◆ INSTRUCTIONS
[1] List the illnesses and conditions that, according to the text about Rhys Morgan, the Miracle Mineral Solution website describes MMS as the "answer" to.
[2] Go on with the text about Rhys Morgan, picking up after its final sentence.
[[ EXTRACT TO READ, beginning ]]
How dare you ask for evidence?


Nice piece about Rhys Morgan in the Guardian.

So why does this floppy-haired teenager bother? Wouldn’t it be less hassle to focus on becoming even better at Team Fortress 2 or just kicking back and listening to his favourite bands, Muse and Radiohead?

“It can be nerve-wracking but I think that getting the message out there is a lot more important than me being sued,” says Morgan. “I think there’s a need for more people to speak out. I hate the idea of anyone being taken for a ride.”

And there you go. That’s what a lot of speakers-out think, and that’s why they speak out. Most of us weren’t clever and together and dedicated enough to do it at age 17, and if we had we wouldn’t have been worth listening to anyway, but the reasons are still the same.

But it was when Morgan was diagnosed with a serious illness – Crohn’s disease – that he plunged deep into the world of scepticism. While off school last year, he set about researching the disease and was alarmed at some of the “miracle cures” on offer. One particularly grabbed his attention: Miracle Mineral Solution (MMS), which is described on its website as the “answer” to Aids, hepatitis A, B and C, malaria, herpes, TB and “most cancer”.

Morgan looked into MMS and was alarmed to find that the US Food and Drug Administration (FDA) had warned that, when used as directed, the solution produced was “a potent bleach” and urged anyone using it to stop immediately and throw it away. Similar warnings have been issued in this country.

Bleach. Bleach!! People are peddling bleach as a treatment! That’s scary. (And puts me in mind of a horrible story about a volunteer at the zoo and some mice and a jar and some bleach…)

“A few people on support forums seemed to be pushing MMS on others. I started telling people on the forums, look, this treatment doesn’t seem to be that great.” He got “kicked off” one forum. “They told me I was being rude and inflammatory by questioning other people’s choices.”

Because medical treatments are just a matter of “choices,” and choosing the wrong one – say, bleach – won’t do any harm. Wouldn’t it be nice if people could learn to stop thinking that way?
[[ EXTRACT TO READ, end ]]
[[ DATA EXTRACTS, beginning ]]
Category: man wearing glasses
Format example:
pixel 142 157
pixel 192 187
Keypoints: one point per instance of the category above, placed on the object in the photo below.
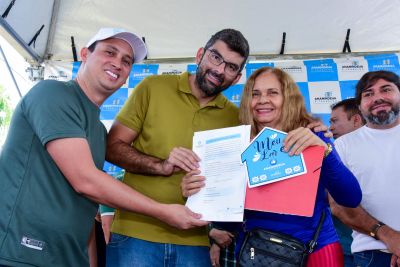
pixel 152 139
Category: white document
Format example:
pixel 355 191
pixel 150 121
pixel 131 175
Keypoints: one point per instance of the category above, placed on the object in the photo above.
pixel 222 198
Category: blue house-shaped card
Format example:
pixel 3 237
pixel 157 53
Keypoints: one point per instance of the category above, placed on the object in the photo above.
pixel 266 161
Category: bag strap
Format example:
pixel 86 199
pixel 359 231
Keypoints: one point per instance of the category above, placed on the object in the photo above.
pixel 313 243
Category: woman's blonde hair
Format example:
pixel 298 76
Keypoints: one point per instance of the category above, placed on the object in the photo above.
pixel 293 113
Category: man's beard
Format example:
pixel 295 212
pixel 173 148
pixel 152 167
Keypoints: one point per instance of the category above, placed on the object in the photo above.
pixel 384 117
pixel 207 89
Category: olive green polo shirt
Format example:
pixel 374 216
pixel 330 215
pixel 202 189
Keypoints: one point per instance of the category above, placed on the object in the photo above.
pixel 165 114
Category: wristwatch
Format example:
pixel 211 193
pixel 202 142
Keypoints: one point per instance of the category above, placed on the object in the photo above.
pixel 329 150
pixel 375 228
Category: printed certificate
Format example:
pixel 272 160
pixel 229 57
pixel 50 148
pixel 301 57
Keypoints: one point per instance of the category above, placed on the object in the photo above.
pixel 222 198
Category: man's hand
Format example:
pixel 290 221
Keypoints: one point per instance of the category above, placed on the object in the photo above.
pixel 215 252
pixel 106 222
pixel 180 158
pixel 192 183
pixel 318 126
pixel 221 237
pixel 299 139
pixel 180 216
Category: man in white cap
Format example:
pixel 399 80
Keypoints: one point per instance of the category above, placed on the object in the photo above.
pixel 50 166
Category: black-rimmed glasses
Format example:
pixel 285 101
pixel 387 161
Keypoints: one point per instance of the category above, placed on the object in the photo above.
pixel 215 58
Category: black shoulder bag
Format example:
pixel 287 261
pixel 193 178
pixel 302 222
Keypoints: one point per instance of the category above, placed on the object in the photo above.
pixel 268 248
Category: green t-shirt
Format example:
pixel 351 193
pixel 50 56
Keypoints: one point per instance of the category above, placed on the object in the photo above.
pixel 43 221
pixel 164 112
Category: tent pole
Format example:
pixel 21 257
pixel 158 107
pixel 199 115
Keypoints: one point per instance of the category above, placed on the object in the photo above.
pixel 10 71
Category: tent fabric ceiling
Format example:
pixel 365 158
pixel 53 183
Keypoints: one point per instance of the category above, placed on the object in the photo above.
pixel 177 28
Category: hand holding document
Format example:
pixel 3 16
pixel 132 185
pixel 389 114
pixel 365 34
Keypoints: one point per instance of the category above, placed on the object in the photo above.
pixel 222 198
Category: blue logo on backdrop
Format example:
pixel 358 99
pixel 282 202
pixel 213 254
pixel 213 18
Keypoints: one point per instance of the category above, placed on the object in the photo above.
pixel 321 70
pixel 348 88
pixel 113 104
pixel 141 71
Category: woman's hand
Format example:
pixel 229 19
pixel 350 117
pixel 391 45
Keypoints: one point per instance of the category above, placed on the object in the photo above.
pixel 192 183
pixel 221 237
pixel 299 139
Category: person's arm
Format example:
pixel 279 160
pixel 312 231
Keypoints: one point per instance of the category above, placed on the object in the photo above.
pixel 361 221
pixel 215 252
pixel 92 248
pixel 74 159
pixel 121 153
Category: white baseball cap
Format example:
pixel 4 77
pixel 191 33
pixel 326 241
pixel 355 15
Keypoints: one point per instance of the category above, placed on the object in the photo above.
pixel 137 44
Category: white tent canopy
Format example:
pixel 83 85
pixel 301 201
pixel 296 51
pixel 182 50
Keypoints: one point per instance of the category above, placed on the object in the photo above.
pixel 176 29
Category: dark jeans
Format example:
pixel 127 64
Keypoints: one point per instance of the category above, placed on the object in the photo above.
pixel 372 258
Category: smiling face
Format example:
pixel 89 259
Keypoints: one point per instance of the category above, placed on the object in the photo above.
pixel 380 104
pixel 210 78
pixel 341 123
pixel 267 101
pixel 108 66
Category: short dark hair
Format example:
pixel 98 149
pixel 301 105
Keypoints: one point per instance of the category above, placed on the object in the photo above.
pixel 234 40
pixel 370 78
pixel 350 107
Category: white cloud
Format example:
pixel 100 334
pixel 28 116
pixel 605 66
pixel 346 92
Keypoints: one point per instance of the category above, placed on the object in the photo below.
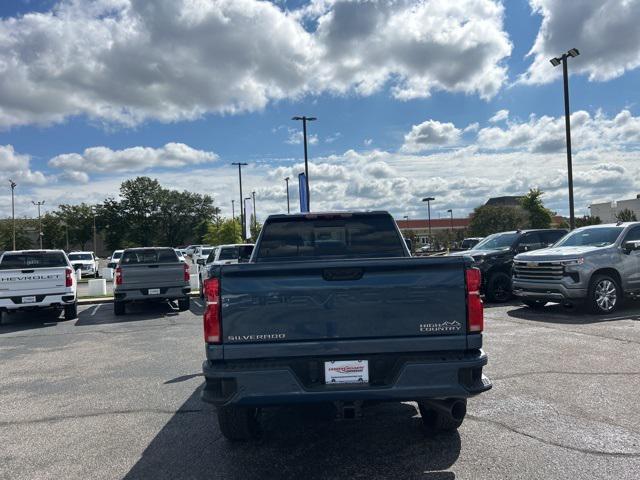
pixel 134 159
pixel 430 134
pixel 16 166
pixel 605 31
pixel 499 116
pixel 296 137
pixel 126 61
pixel 546 134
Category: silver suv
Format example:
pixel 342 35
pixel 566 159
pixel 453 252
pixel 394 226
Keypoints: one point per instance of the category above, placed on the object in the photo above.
pixel 598 265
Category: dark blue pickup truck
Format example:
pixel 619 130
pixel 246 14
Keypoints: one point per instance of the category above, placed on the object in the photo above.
pixel 332 308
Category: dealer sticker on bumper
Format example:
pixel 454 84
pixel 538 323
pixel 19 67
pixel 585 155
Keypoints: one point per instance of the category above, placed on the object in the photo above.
pixel 346 371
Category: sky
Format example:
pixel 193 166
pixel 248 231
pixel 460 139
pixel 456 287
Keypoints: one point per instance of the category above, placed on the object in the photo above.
pixel 453 100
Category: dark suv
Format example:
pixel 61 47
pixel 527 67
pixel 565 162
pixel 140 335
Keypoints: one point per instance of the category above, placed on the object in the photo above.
pixel 494 257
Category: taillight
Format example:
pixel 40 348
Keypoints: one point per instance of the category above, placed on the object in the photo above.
pixel 212 332
pixel 475 314
pixel 187 275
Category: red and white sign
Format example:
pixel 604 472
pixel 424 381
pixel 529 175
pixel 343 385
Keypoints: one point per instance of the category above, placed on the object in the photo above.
pixel 346 371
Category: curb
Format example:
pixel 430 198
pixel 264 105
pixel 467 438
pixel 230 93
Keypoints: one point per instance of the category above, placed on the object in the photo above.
pixel 99 300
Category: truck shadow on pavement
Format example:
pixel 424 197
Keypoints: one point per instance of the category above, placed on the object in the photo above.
pixel 135 312
pixel 388 442
pixel 555 313
pixel 21 321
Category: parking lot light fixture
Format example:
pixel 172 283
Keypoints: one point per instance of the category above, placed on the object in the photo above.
pixel 287 183
pixel 13 212
pixel 39 204
pixel 567 123
pixel 240 165
pixel 429 200
pixel 306 164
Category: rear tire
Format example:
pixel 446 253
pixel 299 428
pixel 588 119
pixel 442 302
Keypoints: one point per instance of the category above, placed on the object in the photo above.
pixel 604 295
pixel 499 287
pixel 239 423
pixel 535 304
pixel 184 304
pixel 71 311
pixel 434 421
pixel 118 308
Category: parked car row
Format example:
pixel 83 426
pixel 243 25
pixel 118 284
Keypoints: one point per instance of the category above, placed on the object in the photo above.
pixel 595 266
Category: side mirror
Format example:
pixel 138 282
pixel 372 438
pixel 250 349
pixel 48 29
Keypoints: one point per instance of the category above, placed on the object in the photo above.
pixel 407 242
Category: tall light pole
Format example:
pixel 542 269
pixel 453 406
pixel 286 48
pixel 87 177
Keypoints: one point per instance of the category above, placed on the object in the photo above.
pixel 245 211
pixel 240 165
pixel 255 216
pixel 306 164
pixel 287 182
pixel 429 200
pixel 13 211
pixel 39 204
pixel 95 242
pixel 567 125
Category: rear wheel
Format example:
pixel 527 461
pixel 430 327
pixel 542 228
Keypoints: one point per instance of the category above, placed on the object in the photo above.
pixel 435 420
pixel 71 311
pixel 183 304
pixel 499 287
pixel 535 304
pixel 605 295
pixel 118 308
pixel 239 423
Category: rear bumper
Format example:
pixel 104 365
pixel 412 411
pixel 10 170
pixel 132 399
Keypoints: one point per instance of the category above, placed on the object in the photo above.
pixel 550 291
pixel 166 293
pixel 262 383
pixel 14 303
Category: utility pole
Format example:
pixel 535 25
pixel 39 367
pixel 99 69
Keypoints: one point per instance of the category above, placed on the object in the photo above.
pixel 240 165
pixel 39 204
pixel 95 240
pixel 287 182
pixel 429 200
pixel 13 211
pixel 567 125
pixel 306 164
pixel 255 216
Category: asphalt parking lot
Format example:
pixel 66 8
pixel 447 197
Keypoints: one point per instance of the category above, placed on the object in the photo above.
pixel 118 397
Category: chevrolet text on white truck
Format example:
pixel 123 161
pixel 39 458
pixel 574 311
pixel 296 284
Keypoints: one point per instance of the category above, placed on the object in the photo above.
pixel 36 280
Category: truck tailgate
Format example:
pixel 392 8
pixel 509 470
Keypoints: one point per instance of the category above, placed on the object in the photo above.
pixel 28 281
pixel 145 275
pixel 345 299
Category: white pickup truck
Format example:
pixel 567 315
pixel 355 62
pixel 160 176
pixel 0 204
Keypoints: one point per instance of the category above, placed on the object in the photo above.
pixel 37 279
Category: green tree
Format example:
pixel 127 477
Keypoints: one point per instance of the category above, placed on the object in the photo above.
pixel 223 232
pixel 539 216
pixel 141 198
pixel 79 219
pixel 626 215
pixel 23 241
pixel 587 220
pixel 488 219
pixel 53 230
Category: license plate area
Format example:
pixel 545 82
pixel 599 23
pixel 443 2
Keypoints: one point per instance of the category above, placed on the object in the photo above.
pixel 346 372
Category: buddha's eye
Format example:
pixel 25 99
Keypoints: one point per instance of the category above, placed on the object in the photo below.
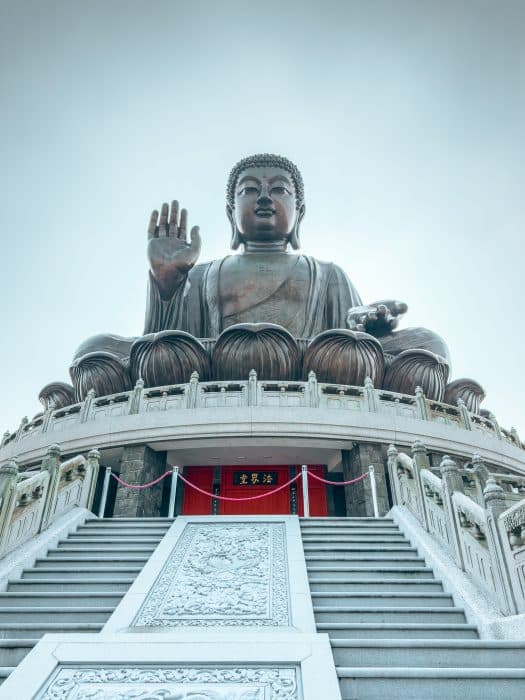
pixel 249 189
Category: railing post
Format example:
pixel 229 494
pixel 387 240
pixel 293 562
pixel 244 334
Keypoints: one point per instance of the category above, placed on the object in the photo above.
pixel 421 404
pixel 51 464
pixel 374 489
pixel 306 499
pixel 370 396
pixel 104 495
pixel 452 482
pixel 93 460
pixel 173 491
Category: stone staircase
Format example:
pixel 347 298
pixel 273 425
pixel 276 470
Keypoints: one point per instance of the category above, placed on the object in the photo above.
pixel 394 632
pixel 77 585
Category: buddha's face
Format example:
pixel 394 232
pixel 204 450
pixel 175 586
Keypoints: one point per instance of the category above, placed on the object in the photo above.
pixel 265 205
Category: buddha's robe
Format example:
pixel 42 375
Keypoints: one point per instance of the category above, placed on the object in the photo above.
pixel 302 294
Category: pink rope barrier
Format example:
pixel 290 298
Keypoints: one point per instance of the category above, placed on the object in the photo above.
pixel 338 483
pixel 247 498
pixel 140 486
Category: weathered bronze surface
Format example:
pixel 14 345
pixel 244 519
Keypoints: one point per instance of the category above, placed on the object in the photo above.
pixel 268 349
pixel 264 284
pixel 469 391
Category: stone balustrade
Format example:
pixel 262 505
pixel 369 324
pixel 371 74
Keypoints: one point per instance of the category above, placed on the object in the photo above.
pixel 486 540
pixel 31 501
pixel 253 392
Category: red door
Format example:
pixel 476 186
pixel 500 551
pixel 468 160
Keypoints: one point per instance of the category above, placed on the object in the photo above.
pixel 242 482
pixel 316 492
pixel 193 502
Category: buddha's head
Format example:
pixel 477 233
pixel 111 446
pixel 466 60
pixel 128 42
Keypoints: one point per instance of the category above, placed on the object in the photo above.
pixel 265 201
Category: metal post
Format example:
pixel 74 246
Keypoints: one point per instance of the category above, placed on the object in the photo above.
pixel 173 492
pixel 374 491
pixel 104 496
pixel 306 500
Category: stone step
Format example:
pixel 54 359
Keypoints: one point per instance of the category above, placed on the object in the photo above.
pixel 113 585
pixel 123 560
pixel 393 630
pixel 344 521
pixel 363 613
pixel 65 570
pixel 22 630
pixel 84 540
pixel 12 651
pixel 119 532
pixel 372 548
pixel 429 653
pixel 431 683
pixel 387 599
pixel 384 572
pixel 133 521
pixel 62 599
pixel 367 585
pixel 20 615
pixel 355 539
pixel 67 548
pixel 410 558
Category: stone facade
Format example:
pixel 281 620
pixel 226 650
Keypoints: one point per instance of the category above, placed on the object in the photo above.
pixel 139 465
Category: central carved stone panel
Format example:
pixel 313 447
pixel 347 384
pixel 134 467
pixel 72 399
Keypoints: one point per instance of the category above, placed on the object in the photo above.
pixel 186 683
pixel 222 574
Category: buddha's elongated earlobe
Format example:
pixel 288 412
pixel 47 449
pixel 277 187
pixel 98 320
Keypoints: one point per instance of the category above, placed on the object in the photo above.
pixel 294 239
pixel 236 236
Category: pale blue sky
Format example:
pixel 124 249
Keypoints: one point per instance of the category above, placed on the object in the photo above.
pixel 406 119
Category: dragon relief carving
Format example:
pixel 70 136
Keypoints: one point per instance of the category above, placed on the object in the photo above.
pixel 222 574
pixel 186 683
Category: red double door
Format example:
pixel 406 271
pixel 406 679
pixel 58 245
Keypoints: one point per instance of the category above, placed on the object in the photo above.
pixel 248 481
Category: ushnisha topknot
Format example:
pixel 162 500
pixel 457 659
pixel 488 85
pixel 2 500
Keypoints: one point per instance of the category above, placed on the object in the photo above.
pixel 260 160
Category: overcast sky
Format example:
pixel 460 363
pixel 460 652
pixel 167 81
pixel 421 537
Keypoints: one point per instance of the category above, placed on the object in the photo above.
pixel 405 118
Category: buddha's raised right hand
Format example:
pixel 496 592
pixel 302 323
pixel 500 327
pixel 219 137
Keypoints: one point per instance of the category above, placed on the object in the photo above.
pixel 170 255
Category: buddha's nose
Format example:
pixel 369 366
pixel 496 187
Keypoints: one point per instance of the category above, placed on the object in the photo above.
pixel 264 197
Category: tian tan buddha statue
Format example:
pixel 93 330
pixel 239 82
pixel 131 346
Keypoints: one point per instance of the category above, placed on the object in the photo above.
pixel 267 308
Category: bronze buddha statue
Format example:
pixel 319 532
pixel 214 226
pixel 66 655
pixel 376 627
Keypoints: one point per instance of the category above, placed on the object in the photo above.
pixel 259 308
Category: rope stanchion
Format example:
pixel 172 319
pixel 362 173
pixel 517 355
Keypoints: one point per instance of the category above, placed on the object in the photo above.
pixel 247 498
pixel 140 486
pixel 339 483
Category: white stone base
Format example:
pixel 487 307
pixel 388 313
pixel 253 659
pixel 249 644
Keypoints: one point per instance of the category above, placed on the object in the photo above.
pixel 480 611
pixel 272 666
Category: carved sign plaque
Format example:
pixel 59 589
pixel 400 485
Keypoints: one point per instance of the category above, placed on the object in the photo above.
pixel 187 683
pixel 222 574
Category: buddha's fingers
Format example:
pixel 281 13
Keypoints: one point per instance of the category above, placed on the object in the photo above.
pixel 174 219
pixel 183 224
pixel 152 228
pixel 163 229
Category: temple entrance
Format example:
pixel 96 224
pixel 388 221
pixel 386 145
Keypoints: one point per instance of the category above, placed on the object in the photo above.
pixel 248 481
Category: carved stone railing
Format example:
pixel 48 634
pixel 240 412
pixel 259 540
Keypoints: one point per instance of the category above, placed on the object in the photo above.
pixel 253 392
pixel 486 540
pixel 31 501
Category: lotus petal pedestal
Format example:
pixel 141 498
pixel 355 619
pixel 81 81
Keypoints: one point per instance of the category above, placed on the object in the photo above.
pixel 342 356
pixel 413 368
pixel 169 357
pixel 265 347
pixel 103 372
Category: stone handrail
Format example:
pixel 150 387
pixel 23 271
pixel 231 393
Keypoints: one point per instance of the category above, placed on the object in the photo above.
pixel 254 392
pixel 487 540
pixel 30 502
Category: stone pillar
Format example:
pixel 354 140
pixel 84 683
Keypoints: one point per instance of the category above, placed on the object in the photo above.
pixel 140 464
pixel 359 496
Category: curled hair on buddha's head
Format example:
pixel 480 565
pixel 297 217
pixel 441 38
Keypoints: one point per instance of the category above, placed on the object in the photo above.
pixel 261 160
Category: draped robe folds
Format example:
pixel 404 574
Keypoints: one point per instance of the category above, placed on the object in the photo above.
pixel 195 306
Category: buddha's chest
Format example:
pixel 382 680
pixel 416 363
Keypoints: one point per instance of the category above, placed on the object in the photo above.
pixel 271 288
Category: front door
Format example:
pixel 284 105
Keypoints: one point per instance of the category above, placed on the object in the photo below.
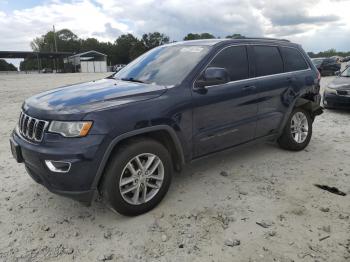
pixel 225 115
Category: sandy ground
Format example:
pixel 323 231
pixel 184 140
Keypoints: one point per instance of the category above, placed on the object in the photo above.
[[ DATA EXTRACTS, end ]]
◆ EXPECTED RESULTS
[1] Aids; hepatitis A, B and C; malaria; herpes; TB; most cancer

[2]
So what does he believe in? Morgan does not hesitate: “Evidence-based medicine. If evidence can support something, I’m all for it. One thing that really gets me is when people claim sceptics have closed minds. That’s not true: a true sceptic will be convinced by evidence. And even if the evidence supported the most absurd claims, the sceptic would agree that it’s true.”

Is that rude and inflammatory or what?!

 

Comments

  1. coragyps says

    My company sells “MMS” (sodium chlorite) as a cure for iron sulfide in oilfield water. It works for that. But if it drips on some grass and dries up, the grass will spontaneously catch fire.

    Just what I want in my orange juice….

  2. Retired Prodigy Bill says

    Bravo for this young man.

    I recall a former boss of my saying that I was the most closed-minded person he knew. I asked him if he was insane, and he pointed out that my opinions didn’t change when confronted with opposing viewpoints. “That,” I told him, “is because everyone around here tries to use appeals to power or whim or authority instead of evidence. Just because an idiot sincerely believes something doesn’t mean I have to put my brain on the shelf.”

  3. csrster says

    It’s slightly disgraceful that the article totally fails to mention that Rhys’s spat with Burzynski was started by a dreadful, credulous article in The Observer, The Guardian’s Sunday sister-paper.

  4. timberwoof says

    Being right is a grave sin in the eyes of many people. Being right and demonstrating it is even worse, leading others to misuse the adjective “arrogant”.

    You go, Rhys Morgan. Be right. (And you, Bill. I think I had the same boss.)